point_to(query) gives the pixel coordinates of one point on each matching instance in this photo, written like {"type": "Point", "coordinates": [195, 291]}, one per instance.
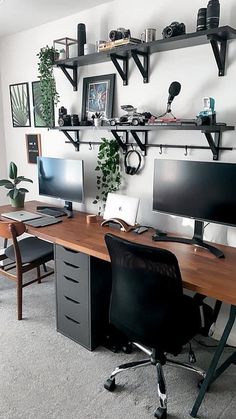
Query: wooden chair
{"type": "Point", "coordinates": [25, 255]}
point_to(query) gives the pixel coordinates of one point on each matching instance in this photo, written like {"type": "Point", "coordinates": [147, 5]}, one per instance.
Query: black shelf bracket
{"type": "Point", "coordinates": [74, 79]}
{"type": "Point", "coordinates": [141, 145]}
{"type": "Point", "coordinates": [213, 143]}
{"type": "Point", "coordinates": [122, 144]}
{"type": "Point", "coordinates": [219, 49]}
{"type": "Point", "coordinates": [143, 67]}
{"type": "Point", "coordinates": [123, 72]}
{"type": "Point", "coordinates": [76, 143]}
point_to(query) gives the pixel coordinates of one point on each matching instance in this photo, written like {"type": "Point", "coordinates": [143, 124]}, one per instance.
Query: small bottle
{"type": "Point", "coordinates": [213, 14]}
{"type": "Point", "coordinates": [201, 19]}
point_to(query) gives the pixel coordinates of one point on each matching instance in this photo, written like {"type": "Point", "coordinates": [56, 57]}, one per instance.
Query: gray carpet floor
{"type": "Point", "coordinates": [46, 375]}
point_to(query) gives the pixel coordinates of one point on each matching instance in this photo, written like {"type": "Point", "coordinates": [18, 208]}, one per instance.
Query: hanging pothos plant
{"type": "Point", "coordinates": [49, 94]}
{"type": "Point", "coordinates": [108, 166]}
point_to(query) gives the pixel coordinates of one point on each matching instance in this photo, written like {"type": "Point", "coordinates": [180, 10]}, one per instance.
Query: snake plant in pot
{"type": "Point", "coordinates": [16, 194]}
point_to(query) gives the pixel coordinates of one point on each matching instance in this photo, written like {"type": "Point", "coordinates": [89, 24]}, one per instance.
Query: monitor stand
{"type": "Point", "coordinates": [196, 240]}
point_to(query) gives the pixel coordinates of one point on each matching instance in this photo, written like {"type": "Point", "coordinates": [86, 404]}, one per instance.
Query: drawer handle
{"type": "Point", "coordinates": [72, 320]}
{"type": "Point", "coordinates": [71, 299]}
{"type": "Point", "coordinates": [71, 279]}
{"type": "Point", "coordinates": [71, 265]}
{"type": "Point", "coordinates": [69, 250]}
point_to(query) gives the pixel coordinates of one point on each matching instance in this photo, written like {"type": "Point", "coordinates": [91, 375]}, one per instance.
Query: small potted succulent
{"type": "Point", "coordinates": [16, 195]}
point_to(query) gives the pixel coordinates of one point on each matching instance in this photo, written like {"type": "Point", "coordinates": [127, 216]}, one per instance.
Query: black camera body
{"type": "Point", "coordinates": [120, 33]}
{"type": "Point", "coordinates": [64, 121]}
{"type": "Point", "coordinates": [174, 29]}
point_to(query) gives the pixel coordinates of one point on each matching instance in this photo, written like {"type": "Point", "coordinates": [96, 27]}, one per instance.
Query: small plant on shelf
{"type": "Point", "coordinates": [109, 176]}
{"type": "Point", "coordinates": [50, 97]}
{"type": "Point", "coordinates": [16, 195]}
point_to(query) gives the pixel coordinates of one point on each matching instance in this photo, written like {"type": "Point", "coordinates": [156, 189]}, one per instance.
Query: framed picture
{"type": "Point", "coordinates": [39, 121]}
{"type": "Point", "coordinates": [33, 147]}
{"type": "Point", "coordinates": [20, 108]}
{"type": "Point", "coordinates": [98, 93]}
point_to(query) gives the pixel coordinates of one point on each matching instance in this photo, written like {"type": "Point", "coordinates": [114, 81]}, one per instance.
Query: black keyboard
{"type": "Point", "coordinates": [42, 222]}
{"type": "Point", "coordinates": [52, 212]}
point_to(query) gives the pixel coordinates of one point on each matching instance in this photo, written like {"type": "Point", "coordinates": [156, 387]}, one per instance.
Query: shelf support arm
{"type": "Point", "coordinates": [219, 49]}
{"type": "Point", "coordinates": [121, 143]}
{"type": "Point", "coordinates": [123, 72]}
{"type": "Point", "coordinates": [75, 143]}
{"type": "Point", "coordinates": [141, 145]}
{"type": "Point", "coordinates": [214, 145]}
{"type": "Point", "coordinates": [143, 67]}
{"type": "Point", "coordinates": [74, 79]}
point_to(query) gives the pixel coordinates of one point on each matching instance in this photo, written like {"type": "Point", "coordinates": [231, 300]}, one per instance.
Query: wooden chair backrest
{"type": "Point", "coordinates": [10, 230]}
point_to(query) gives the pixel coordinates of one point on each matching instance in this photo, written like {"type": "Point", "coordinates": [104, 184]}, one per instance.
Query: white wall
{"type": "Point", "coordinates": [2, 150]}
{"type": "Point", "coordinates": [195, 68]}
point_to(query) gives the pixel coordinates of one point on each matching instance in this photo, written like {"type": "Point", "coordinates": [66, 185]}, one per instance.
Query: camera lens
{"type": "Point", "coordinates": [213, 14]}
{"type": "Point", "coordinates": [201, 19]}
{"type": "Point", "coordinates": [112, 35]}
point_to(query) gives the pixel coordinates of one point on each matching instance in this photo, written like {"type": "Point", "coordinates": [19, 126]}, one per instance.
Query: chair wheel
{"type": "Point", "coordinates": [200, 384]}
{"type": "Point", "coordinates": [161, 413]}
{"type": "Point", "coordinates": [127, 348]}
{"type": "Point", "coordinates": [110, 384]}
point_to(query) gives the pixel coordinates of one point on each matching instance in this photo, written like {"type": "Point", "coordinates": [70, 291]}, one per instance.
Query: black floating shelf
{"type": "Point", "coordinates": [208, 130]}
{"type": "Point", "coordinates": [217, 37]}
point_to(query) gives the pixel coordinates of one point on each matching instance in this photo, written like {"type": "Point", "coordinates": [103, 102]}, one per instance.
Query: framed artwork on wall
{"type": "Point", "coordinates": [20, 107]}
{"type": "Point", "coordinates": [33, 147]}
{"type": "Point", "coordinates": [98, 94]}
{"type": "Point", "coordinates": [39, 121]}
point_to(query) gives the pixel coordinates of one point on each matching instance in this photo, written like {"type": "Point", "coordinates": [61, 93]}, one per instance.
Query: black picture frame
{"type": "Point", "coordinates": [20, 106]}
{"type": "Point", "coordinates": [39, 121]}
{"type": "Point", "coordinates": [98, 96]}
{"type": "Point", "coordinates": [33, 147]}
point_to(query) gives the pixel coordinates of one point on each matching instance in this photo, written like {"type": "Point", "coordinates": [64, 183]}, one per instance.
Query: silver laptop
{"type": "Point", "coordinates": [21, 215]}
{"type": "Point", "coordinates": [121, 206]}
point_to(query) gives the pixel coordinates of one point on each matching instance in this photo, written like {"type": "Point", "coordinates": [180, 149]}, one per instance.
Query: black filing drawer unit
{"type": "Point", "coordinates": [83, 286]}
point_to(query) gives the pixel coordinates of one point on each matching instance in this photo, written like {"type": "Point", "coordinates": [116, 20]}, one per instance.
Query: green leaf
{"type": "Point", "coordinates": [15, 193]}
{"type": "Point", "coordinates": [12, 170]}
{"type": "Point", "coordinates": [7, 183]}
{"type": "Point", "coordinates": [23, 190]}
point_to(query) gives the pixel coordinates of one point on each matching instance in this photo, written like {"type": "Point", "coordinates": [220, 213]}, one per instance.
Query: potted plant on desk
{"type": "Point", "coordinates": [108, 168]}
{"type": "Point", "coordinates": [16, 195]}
● ● ● ● ● ● ●
Retype the listing above exactly as it appears, omitting the pictures.

point_to(query) gives the pixel coordinates of one point on each matching instance in this photo, written like {"type": "Point", "coordinates": [195, 291]}, one per instance.
Query: wooden chair
{"type": "Point", "coordinates": [25, 255]}
point_to(query) gives the pixel coordinates of one point on each matching instance in this photo, written like {"type": "Point", "coordinates": [147, 5]}, one per instance.
Query: black shelf bracket
{"type": "Point", "coordinates": [74, 79]}
{"type": "Point", "coordinates": [141, 145]}
{"type": "Point", "coordinates": [213, 143]}
{"type": "Point", "coordinates": [122, 144]}
{"type": "Point", "coordinates": [219, 49]}
{"type": "Point", "coordinates": [143, 67]}
{"type": "Point", "coordinates": [123, 72]}
{"type": "Point", "coordinates": [76, 143]}
point_to(query) gives the pixel coordinates of one point on each matching instance in this photo, written like {"type": "Point", "coordinates": [143, 124]}, one per instance.
Query: small bottle
{"type": "Point", "coordinates": [213, 14]}
{"type": "Point", "coordinates": [201, 19]}
point_to(query) gives the pixel coordinates of one point on each matching instance in this photo, written like {"type": "Point", "coordinates": [56, 57]}, one per instance.
Query: gray carpet floor
{"type": "Point", "coordinates": [46, 375]}
point_to(query) gives the pixel coordinates of one point on each matching instance in this photo, written like {"type": "Point", "coordinates": [18, 208]}, one per instance.
Query: hanging pothos plant
{"type": "Point", "coordinates": [49, 94]}
{"type": "Point", "coordinates": [108, 166]}
point_to(query) gives the pixel coordinates of one point on each matching instance in this photo, written like {"type": "Point", "coordinates": [180, 10]}, one per instance.
Query: snake plant in pot
{"type": "Point", "coordinates": [16, 194]}
point_to(query) gives the pixel coordinates of one point on each matching instance in this photo, written like {"type": "Point", "coordinates": [89, 24]}, one per instance.
Query: monitor stand
{"type": "Point", "coordinates": [196, 240]}
point_to(query) gives the pixel coordinates of one point on each matching instance in this photo, written like {"type": "Point", "coordinates": [86, 404]}, one per instance.
Query: drawer handle
{"type": "Point", "coordinates": [72, 320]}
{"type": "Point", "coordinates": [71, 299]}
{"type": "Point", "coordinates": [71, 279]}
{"type": "Point", "coordinates": [71, 265]}
{"type": "Point", "coordinates": [69, 250]}
point_to(query) gives the pixel coordinates of one point on each matching instance in this photo, written like {"type": "Point", "coordinates": [91, 375]}, one per instance.
Query: small potted succulent
{"type": "Point", "coordinates": [16, 195]}
point_to(query) gives the pixel coordinates of one point on each matching instance in this photo, written like {"type": "Point", "coordinates": [127, 216]}, one per instance.
Query: black camera body
{"type": "Point", "coordinates": [120, 33]}
{"type": "Point", "coordinates": [64, 121]}
{"type": "Point", "coordinates": [174, 29]}
point_to(query) gives the pixel coordinates of one point on each matching instance in this photo, written like {"type": "Point", "coordinates": [96, 27]}, one per instance.
Query: small plant on shelf
{"type": "Point", "coordinates": [109, 176]}
{"type": "Point", "coordinates": [50, 97]}
{"type": "Point", "coordinates": [16, 195]}
point_to(query) gives the pixel coordinates of one point on each matching instance in this photo, written like {"type": "Point", "coordinates": [156, 189]}, one per instance.
Query: framed picture
{"type": "Point", "coordinates": [39, 121]}
{"type": "Point", "coordinates": [33, 147]}
{"type": "Point", "coordinates": [20, 108]}
{"type": "Point", "coordinates": [98, 93]}
point_to(query) gives the pixel coordinates of one point on each matching instance in this photo, written like {"type": "Point", "coordinates": [114, 81]}, one per instance.
Query: black keyboard
{"type": "Point", "coordinates": [42, 222]}
{"type": "Point", "coordinates": [52, 212]}
point_to(query) gives the pixel coordinates of one point on each matching instance in this photo, written like {"type": "Point", "coordinates": [156, 387]}, one per instance.
Query: shelf support arm
{"type": "Point", "coordinates": [219, 49]}
{"type": "Point", "coordinates": [121, 143]}
{"type": "Point", "coordinates": [123, 72]}
{"type": "Point", "coordinates": [75, 143]}
{"type": "Point", "coordinates": [141, 145]}
{"type": "Point", "coordinates": [214, 145]}
{"type": "Point", "coordinates": [143, 67]}
{"type": "Point", "coordinates": [74, 79]}
point_to(query) gives the pixel coordinates of one point on each matching instance in this photo, written like {"type": "Point", "coordinates": [231, 300]}, one per instance.
Query: wooden chair backrest
{"type": "Point", "coordinates": [10, 230]}
point_to(query) gives the pixel coordinates of one point on each matching instance in this photo, written like {"type": "Point", "coordinates": [104, 184]}, one per instance.
Query: white wall
{"type": "Point", "coordinates": [2, 150]}
{"type": "Point", "coordinates": [195, 68]}
point_to(query) gives the pixel coordinates of one point on each matching instance in this photo, written like {"type": "Point", "coordinates": [66, 185]}, one per instance.
Query: camera lens
{"type": "Point", "coordinates": [213, 14]}
{"type": "Point", "coordinates": [201, 19]}
{"type": "Point", "coordinates": [112, 35]}
point_to(query) gives the pixel coordinates of one point on each matching instance in this photo, written like {"type": "Point", "coordinates": [19, 126]}, one per instance.
Query: chair wheel
{"type": "Point", "coordinates": [200, 384]}
{"type": "Point", "coordinates": [161, 413]}
{"type": "Point", "coordinates": [127, 348]}
{"type": "Point", "coordinates": [110, 384]}
point_to(query) gives the pixel coordinates of one point on each matching instance in this photo, written like {"type": "Point", "coordinates": [70, 291]}, one per instance.
Query: black floating shelf
{"type": "Point", "coordinates": [208, 130]}
{"type": "Point", "coordinates": [217, 37]}
point_to(query) gives the pixel coordinates of one point on each matching instance in this photo, written like {"type": "Point", "coordinates": [103, 102]}, one per instance.
Query: framed artwork on wall
{"type": "Point", "coordinates": [20, 107]}
{"type": "Point", "coordinates": [33, 147]}
{"type": "Point", "coordinates": [98, 94]}
{"type": "Point", "coordinates": [39, 121]}
point_to(query) gives the pixel coordinates of one point on each matching instance in this photo, written like {"type": "Point", "coordinates": [61, 93]}, one per instance.
Query: black picture frame
{"type": "Point", "coordinates": [20, 106]}
{"type": "Point", "coordinates": [39, 121]}
{"type": "Point", "coordinates": [98, 96]}
{"type": "Point", "coordinates": [33, 147]}
point_to(query) gives the pixel coordinates of one point on each matching instance in this photo, written like {"type": "Point", "coordinates": [64, 183]}, one per instance.
Query: silver laptop
{"type": "Point", "coordinates": [21, 215]}
{"type": "Point", "coordinates": [121, 206]}
point_to(query) gives the pixel coordinates of one point on each matching instance in this photo, written like {"type": "Point", "coordinates": [180, 149]}, one per instance.
Query: black filing drawer unit
{"type": "Point", "coordinates": [83, 286]}
point_to(query) gives the pixel coordinates of one point on each matching instance in this photo, written like {"type": "Point", "coordinates": [116, 20]}, one per instance.
Query: green leaf
{"type": "Point", "coordinates": [15, 193]}
{"type": "Point", "coordinates": [12, 170]}
{"type": "Point", "coordinates": [7, 183]}
{"type": "Point", "coordinates": [23, 190]}
point_to(query) gives the pixel coordinates of one point on each matching instance in this photo, written like {"type": "Point", "coordinates": [220, 213]}, one per instance.
Query: potted plant on desk
{"type": "Point", "coordinates": [108, 168]}
{"type": "Point", "coordinates": [16, 195]}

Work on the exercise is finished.